DOCUMENT
========================================

The effect of mixing energy on dispersion efficiency was evaluated for each of the four test oils. The Doppler velocimeter was used to obtain the flow velocity, and the relationship between dispersion efficiency and flow velocity is shown in Figure 9. The exponential function was employed to model the scattering data, resulting in R² values of 0.97, 0.98, 0.99, and 0.97, respectively. Additionally, the standard deviation of the dispersion strength in three tests was 0.01. These findings highlight a strong correlation between oil dispersion efficiency and flow velocity, following the exponential function.

As can be seen from Figure 9, the dispersion efficiency increases with higher current speed, indicating that water flow enhances the oil dispersion rate, consistent with the findings of Li and Garrett (1998) [45]. They reported an increase in oil spill entrainment into the water body with higher levels of ocean turbulence. The evolution of dispersion efficiency with water flow rate unfolds in two distinct stages. Initially, when the flow rate is below 0.04 m/s, a slow dispersion stage is observed. During this stage, the efficiency of oil dispersed into the lower water body remains relatively stable, with minor variations as the flow velocity increases. However, once the flow velocity exceeds 0.04 m/s, a rapid dispersion stage becomes evident. This stage is characterized by a substantial escalation in oil dispersion efficiency corresponding to an increase in flow velocity. Here, the efficiency of oil dispersion accelerates notably with the rise in flow velocity. The slow dispersion stage can be attributed to relatively weak hydrodynamic forces, resulting in insufficient shear stress within the water flow to break down the oil into smaller droplets at the oil–water interface, keeping the oil relatively stable. In contrast, as the water flow rate increases, the shear force exerted by the water flow surpasses the oil–water interface tension, triggering a rapid dispersion of oil into the lower layers of the water body due to turbulence induced by the water flow.

========================================

INFORMATION SUPPLIED

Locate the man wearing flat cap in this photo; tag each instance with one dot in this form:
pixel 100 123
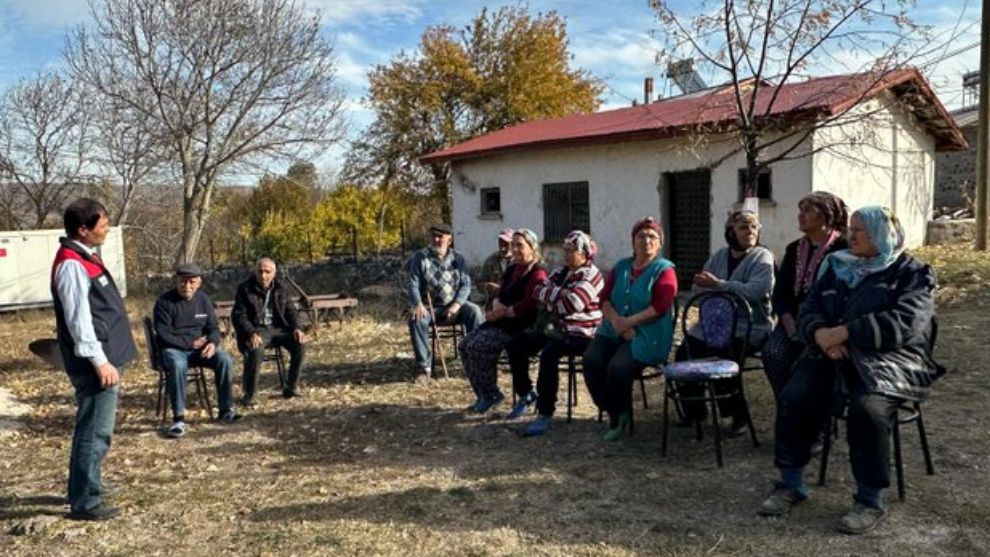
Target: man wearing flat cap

========================================

INSTRUCTIONS FOR THE TASK
Extend the passage on oil dispersion efficiency and flow velocity, beginning after its final sentence. The data above are not required here.

SOLVED PROBLEM
The energy dissipation rate is a crucial metric for characterizing the mixing energy of water current, and a mathematical correlation between oil dispersion efficiency and the energy dissipation rate has been commonly established in previous research. The computation of the energy dissipation rate for the test water at various mixing speeds was enabled by Equation (2). The relationship between dispersion efficiency and the energy dissipation rate is illustrated in Figure 10. It is evident from the figure that dispersion efficiency exhibits a positive correlation with the energy dissipation rate. Specifically, when the energy dissipation rate is low, the disparity in dispersion efficiency among the four oils is not pronounced. However, as the energy dissipation rate increases, so does the difference in dispersion efficiency. The influence of wave perturbation on dispersion is notable, particularly for Oil 40, where it significantly augments dispersion. Conversely, its impact on Oil 18 is relatively minor. This discrepancy arises primarily from the considerably higher viscosity of Oil 18 compared to Oil 40. This observation underscores that the physical properties of the oil exert a more substantial influence on oil dispersion from a spill than the wave intensity.

Nonlinear fitting analysis of the observed data resulted in R² of 0.99, 0.99, 0.99, and 0.99, respectively, with mean Square of Residual of 0.0027, 1.689 × 10⁻⁴, 3.245 × 10⁻⁴, 6.791 × 10⁻⁵. The equations are as follows:

$$E=0.328\times e^{\left(\frac{\epsilon }{0.051}\right)}-0.328$$

(5)

$$E=0.328\times e^{\left(\frac{\epsilon }{0.051}\right)}-0.328$$

(6)

$$E=0.104\times e^{\left(\frac{\epsilon }{0.035}\right)}-0.104$$

(7)

$$E=0.019\times e^{\left(\frac{\epsilon }{0.025}\right)}-0.019$$

(8)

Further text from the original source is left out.